• [ЗАДАНИЯ]
a) Кому Урания рассказывает всю эту историю в отрывке об Урании и Трухильо?
b) Допишите следующую часть отрывка об Урании и Трухильо.

• [ПРЕДЛОЖЕННЫЙ ОТРЫВОК]
# # # #

«Не любви и даже не удовольствия ожидал он от Урании. Он согласился, чтобы дочурка Агустина Кабраля пришла в Дом Каобы, исключительно ради того, чтобы доказать, что Рафаэль Леонидас Трухильо Молина, несмотря на свои семьдесят лет, на проблемы с простатой и головную боль от священников, от янки, от венесуэльцев, от заговорщиков, несмотря на это, он все ещё настоящий мужик, бравый козёл с крепкой палкой и способен продырявить целочку, которую ему преподнесли…
Глаза были налиты кровью, а в зрачках лихорадочным жёлтым огнём горели злоба и стыд. Ни тени любезности, а только бешеная враждебность, словно она причинила ему непоправимый вред, навела на него порчу.
– Ошибаешься, если думаешь, что выйдешь отсюда целкой и будете со своим папочкой смеяться надо мной, – сдерживая ярость, отчеканил он срывающимся на визг голосом».
«А потом, – говорит Урания, не обращая внимания на тётку,
…всю эту историю она рассказывает старой тётке, после долгого отсутствия и внезапного приезда, которого никто не ожидал, рассказывает старой тётке, которая не готова это слышать, которая предпочла бы этой, столь горькой правде, умилительную ложь о своём брате, отце Урании, предпочла бы столь привычную пошлость, привычные ахи и охи, на которую, уязвлённая и оскорблённая племянница пойти не может…
– Его Превосходительство снова откинулся на спину и закрыл глаза. И лежал тихо-тихо. Но не спал. И вдруг всхлипнул. Он плакал.
Он говорил, что нет справедливости в этом мире. За что с ним случилось такое, с ним, который так тяжело сражался за эту неблагодарную страну, за этот народ без чести и совести. Он говорил это Богу. Святым великомученикам. Пресвятой Деве. А может быть, и дьяволу. Он рычал, он молил. За что ему посланы такие испытания».

# # # #

• [ВЫБОРКА МАТЕРИАЛА]
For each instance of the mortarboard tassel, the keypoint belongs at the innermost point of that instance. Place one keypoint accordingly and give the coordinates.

# # # #

• [ОТВЕТЫ К ЗАДАНИЯМ]
a) Старой тётке.

b)
«Но Урании не было смешно. Она слушала, застыв неподвижно, боясь дышать, чтобы он не вспомнил, что она здесь. Монолог не был плавным, он рвался, перемежался неразборчивым бормотанием, долгими паузами; голос то поднимался до крика, то гас до неслышного шёпота. До жалобного шелеста. Урания была заворожена этой вздымавшейся и опускавшейся грудью. И старалась не смотреть на остальное тело, но иногда её взгляд всё-таки соскальзывал вниз, и она видела живот, немного вялый, побелевший лобок, маленький мёртвый членик и голые, безволосые ноги. Это был Генералиссимус, Благодетель Отчизны, Отец Новой Родины, Восстановитель Финансовой Независимости. Вот он тут, Хозяин, которому папа верой и правдой служил тридцать лет и которому преподнёс изысканнейший подарок: собственную четырнадцатилетнюю дочурку. Но всё вышло не так, как ожидал сенатор. А потому – сердце Урании возрадовалось, – потому папу он, скорее всего, не реабилитирует, а может быть, посадит за решетку или даже велит убить».
Пора остановиться и без этого достаточно непристойностей.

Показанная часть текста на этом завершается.